Segmentation annotation material:
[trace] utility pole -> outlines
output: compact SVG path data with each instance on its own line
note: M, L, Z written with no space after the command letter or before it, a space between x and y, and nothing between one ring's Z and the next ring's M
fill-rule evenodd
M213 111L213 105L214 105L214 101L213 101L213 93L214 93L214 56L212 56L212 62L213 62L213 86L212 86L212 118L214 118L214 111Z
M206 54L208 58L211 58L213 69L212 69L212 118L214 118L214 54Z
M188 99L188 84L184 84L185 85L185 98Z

# Task objective:
Copy all of the material above, keeping every character unchanged.

# Expected answer:
[trace] utility pole -> outlines
output: compact SVG path data with each instance on its own line
note: M, L, Z written with no space after the command letter or before it, a space between x and y, and nothing between one ring's Z and the next ring's M
fill-rule evenodd
M213 111L213 105L214 105L214 101L213 101L213 93L214 93L214 56L212 56L212 62L213 62L213 86L212 86L212 118L214 118L214 111Z
M206 54L208 58L211 58L213 69L212 69L212 118L214 118L214 54Z
M188 99L188 84L184 84L185 85L185 98Z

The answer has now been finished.